◆ What you will do ◆
Each line from the one containing "Could you please locate the snow" through the final line below must be reproduced exactly, and no others.
/---
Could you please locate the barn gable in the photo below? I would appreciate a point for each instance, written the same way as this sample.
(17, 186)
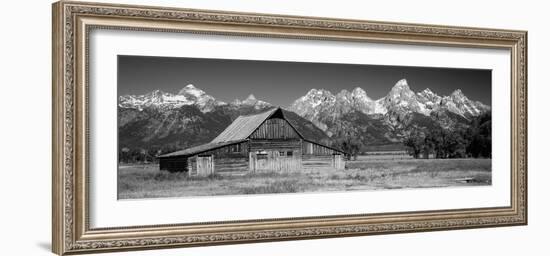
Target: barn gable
(252, 126)
(270, 125)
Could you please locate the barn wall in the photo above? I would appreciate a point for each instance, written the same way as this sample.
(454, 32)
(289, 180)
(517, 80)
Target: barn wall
(174, 164)
(317, 156)
(275, 161)
(293, 144)
(275, 128)
(309, 148)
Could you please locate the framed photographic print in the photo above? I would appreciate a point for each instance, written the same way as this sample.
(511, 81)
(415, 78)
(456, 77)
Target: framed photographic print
(178, 127)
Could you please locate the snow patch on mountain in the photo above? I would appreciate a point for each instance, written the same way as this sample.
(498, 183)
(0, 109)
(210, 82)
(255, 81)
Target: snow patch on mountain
(189, 95)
\---
◆ Exercise result ◆
Could you please locate the snow patch on mountain in the photo above? I would appreciate a point for each instance, written the same way as this sample.
(498, 183)
(0, 109)
(210, 82)
(255, 81)
Target: snow patch on mountain
(189, 95)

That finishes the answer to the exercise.